The primos worked as a crate pad for a dog that freaked out in a crate while in a car and dug up and destroyed all other mats. Even pulled up one of those thick heavy horse mats cut to size and tore it into chunks. Maybe it wasn't cut close enough to size but you get the picture. AFAIK The primos work well with the dog because she can't dig them up and get her mouth on them and has since decided it is no longer worth the effort. I'm pretty sure they send you a new pad for free if your dog eats the first one. I can't see how a dog could get her mouth on the primo pad if it is anchored with the tie downs. the vinyl is slick and stiff enough that paws can't get any purchase to grip and pull up. Maybe she used her front teeth to get a corner but still... was your bed secured to the crate and sized right?

the kurandas are nice tho. we have one on the porch.


----------



## Molly Graf (Jul 20, 2006)

it's already been mentioned, but I'd suggest a kuranda bed or similar raised bed with canvas hung between PVC or aluminum rails, comfy for the dog and not so "chewable" - they don't last forever but at least they last longer than a blanket or typical dog bed that can easily be de-stuffed or shredded.

Otherwise I'd also consider trying hay, straw and/or shavings in a frame so it is contained and doesn't just spread all over the kennel. like inside a dog house or something with low walls to contain it. The straw/hay/shavings can be cushy enough to be comfortable, and are not too "chewable".

molly


----------

***

SHORT TASK 1 ▸ In the forum thread on dog beds, what is a kuranda bed described as?

***

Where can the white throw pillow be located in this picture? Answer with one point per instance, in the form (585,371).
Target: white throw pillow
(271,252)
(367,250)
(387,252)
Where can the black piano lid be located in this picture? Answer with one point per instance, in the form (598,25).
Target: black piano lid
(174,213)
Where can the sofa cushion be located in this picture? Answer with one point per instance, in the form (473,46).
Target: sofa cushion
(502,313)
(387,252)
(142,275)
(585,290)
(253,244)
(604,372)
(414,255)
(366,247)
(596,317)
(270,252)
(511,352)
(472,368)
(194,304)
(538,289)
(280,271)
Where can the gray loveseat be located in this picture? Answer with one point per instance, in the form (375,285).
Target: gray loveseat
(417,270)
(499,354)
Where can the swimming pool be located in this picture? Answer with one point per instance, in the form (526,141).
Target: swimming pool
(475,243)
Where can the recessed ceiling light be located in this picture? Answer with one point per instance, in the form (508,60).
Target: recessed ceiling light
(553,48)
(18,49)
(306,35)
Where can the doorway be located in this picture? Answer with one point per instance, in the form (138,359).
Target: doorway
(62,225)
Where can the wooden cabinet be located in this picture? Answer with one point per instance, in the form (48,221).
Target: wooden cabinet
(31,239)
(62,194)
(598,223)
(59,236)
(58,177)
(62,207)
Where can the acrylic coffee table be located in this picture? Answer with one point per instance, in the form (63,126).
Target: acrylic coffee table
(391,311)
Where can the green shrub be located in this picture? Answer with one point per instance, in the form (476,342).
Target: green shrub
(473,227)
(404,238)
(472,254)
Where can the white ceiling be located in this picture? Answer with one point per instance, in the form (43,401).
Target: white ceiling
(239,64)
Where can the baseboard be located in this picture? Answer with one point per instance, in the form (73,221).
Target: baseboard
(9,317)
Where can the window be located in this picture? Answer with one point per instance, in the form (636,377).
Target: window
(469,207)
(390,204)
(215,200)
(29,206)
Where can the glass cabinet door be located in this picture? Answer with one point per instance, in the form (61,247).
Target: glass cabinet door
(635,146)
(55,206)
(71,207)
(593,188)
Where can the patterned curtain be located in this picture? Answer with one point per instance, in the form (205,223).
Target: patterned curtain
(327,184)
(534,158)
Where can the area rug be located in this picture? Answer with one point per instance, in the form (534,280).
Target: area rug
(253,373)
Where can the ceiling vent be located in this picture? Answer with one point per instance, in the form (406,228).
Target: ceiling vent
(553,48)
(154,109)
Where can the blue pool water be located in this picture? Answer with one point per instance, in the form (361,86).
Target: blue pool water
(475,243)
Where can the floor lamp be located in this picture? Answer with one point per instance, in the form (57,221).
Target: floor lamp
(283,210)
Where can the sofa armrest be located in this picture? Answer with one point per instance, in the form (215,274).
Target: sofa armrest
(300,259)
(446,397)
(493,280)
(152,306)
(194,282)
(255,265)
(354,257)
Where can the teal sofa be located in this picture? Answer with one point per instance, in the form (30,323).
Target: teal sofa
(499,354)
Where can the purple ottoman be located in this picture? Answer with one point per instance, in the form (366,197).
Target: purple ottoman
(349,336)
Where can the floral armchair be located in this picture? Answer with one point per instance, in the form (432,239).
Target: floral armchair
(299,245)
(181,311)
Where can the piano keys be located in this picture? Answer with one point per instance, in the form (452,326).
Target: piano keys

***

SHORT TASK 2 ▸ Pick out every line of the records that contains the word "coffee".

TASK RESULT 1 ▸ A raised bed with canvas hung between PVC or aluminum rails.

TASK RESULT 2 ▸
Where can the acrylic coffee table be located in this picture? Answer with one point per instance, in the form (63,126).
Target: acrylic coffee table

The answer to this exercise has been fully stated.